[Extrait du document]
•••••

Benoît XVI a ouvert l’Année de la foi pour se concentrer en partie sur la nouvelle évangélisation. En Europe occidentale, de nombreuses structures chrétiennes existent toujours, même si elles sont abandonnées. Mais qu’en est-il des pays du nord de l’Europe ? Comment l’Eglise vit-elle et survit-elle dans les pays moins peuplés, protestants pour la plupart ?
Zenit a rencontré le P. Sigurd Markussen, co-président de Caritas Norvège et actuellement vice-recteur du collège sacerdotal allemand Campo Santo Teutonico au Vatican, qui explique aux lecteurs la situation de l’Eglise catholique dans son pays, la Norvège.
Zenit – Père Markussen, vous venez de Norvège. Comment avez-vous pu trouver votre vocation dans cette diaspora ?
Père Markussen – En Norvège, la diaspora est un mélange complexe de beaucoup de choses. Le pays lui-même est couvert de montagnes et de fjords, ce qui signifie que les Norvégiens vivent en général très dispersés. Environ 1% du pays environ est habité ; selon les statistiques, il y a environ 4,5 millions de personnes qui vivent en Norvège, ce qui fait à peu près 15 personnes au kilomètre carré.
La Norvège est principalement luthérienne évangélique (environ 80%) et la population catholique représente à peu près 200.000 personnes. Nos paroisses sont surtout le long de la côte, du sud-est au nord-est. Les catholiques de Norvège viennent du monde entier. Je suis curé (quand je n’étudie pas à Rome) à la paroisse Saint Hallvard à Oslo, où nous avons plus de 21.000 paroissiens de cent quarante nationalités différentes. La plupart d’entre eux sont à moins d’une heure de la paroisse, en voiture et, pour la plupart, ils peuvent se rendre facilement à l’église en métro ou en bus.
Mes deux dernières nominations comme curé étaient très différentes. J’ai servi pendant six ans à Haugesund (partie ouest de la Norvège), sur un territoire grand comme la moitié de la Belgique, auprès de 1000 paroissiens représentant quatre-vingts nationalités. Je célébrais la messe dans cinq lieux différents, faisant des trajets d’une heure à trois heures et demie de route plusieurs fois par semaine, pour servir la communauté. A Arendal (partie sud de la Norvège), je n’avais qu’un autre lieu à desservir en plus de l’église paroissiale. Là aussi, la plupart des fidèles mettaient moins d’une heure en voiture pour venir à l’église.

•••••

[Consigne écrite]
Répondez brièvement à partir de l'extrait sur l'Église catholique en Norvège :
1. Combien de personnes vivent en Norvège selon les statistiques citées ?
2. Combien de paroissiens compte la paroisse Saint Hallvard à Oslo ?
3. Pendant combien d'années le P. Markussen a-t-il servi à Haugesund ?

[Données fournies]

•••••

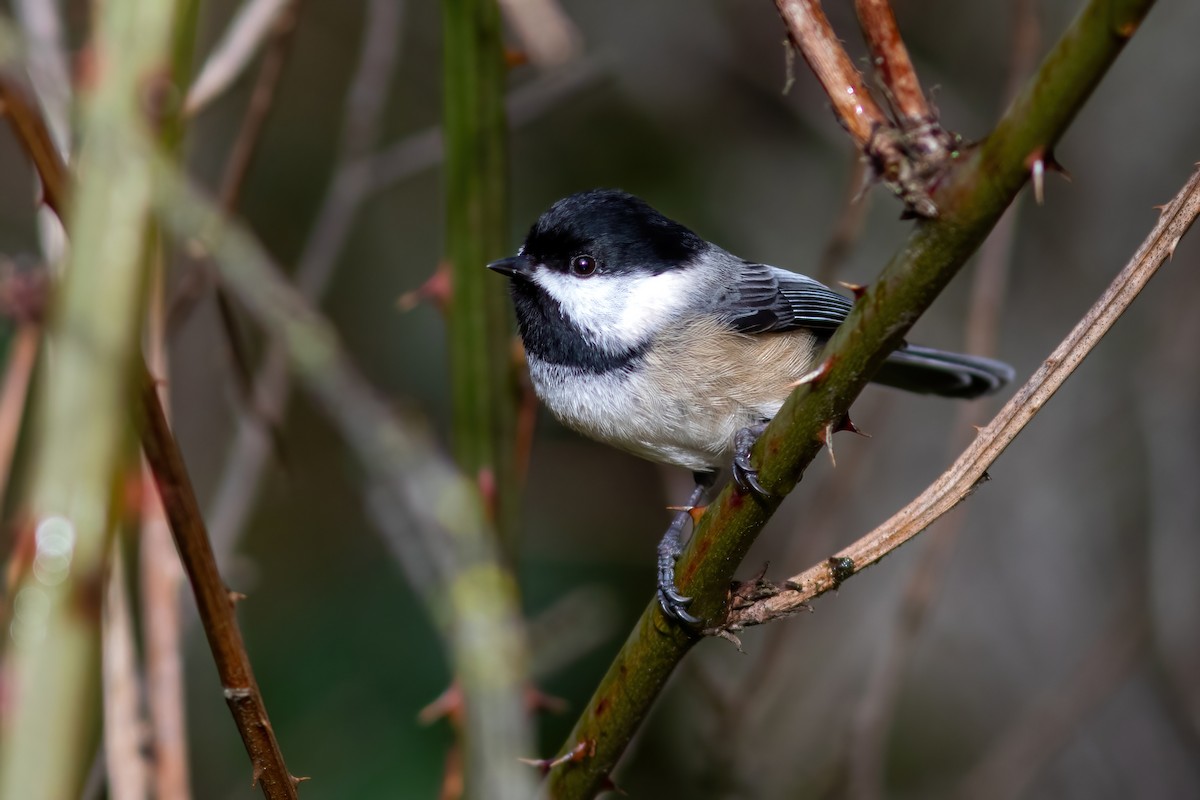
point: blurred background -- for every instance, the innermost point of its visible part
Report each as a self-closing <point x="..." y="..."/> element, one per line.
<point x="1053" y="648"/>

•••••

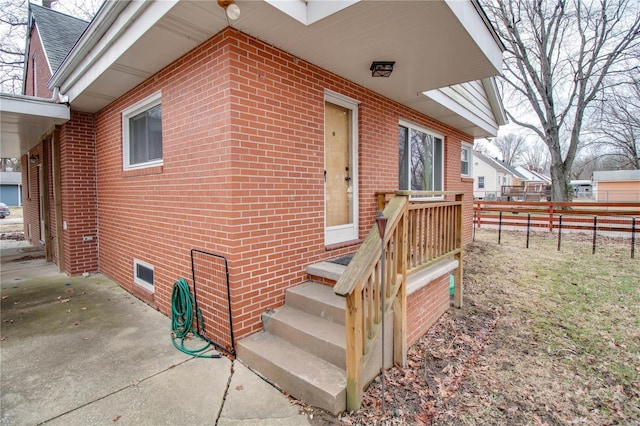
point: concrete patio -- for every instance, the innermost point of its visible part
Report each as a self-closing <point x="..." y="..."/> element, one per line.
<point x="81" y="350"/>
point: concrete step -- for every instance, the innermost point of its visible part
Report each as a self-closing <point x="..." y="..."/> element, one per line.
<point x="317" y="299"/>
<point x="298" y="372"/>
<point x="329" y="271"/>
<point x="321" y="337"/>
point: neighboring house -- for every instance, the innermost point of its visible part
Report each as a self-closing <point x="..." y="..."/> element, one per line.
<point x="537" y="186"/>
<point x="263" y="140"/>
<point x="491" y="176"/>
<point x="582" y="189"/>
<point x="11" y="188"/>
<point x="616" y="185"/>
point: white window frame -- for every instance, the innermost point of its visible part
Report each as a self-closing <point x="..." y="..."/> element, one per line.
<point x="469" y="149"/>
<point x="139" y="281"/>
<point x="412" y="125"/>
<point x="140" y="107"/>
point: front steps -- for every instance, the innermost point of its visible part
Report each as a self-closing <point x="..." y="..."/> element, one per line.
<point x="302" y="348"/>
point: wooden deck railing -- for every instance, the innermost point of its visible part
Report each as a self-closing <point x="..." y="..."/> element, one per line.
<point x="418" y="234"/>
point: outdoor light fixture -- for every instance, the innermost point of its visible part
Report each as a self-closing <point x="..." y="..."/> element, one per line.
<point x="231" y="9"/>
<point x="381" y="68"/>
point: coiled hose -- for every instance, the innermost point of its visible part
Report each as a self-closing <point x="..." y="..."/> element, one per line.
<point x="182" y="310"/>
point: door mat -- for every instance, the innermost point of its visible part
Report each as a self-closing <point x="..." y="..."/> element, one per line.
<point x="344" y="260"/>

•••••

[Réponse]
1. Environ 4,5 millions de personnes.
2. Plus de 21.000 paroissiens.
3. Six ans.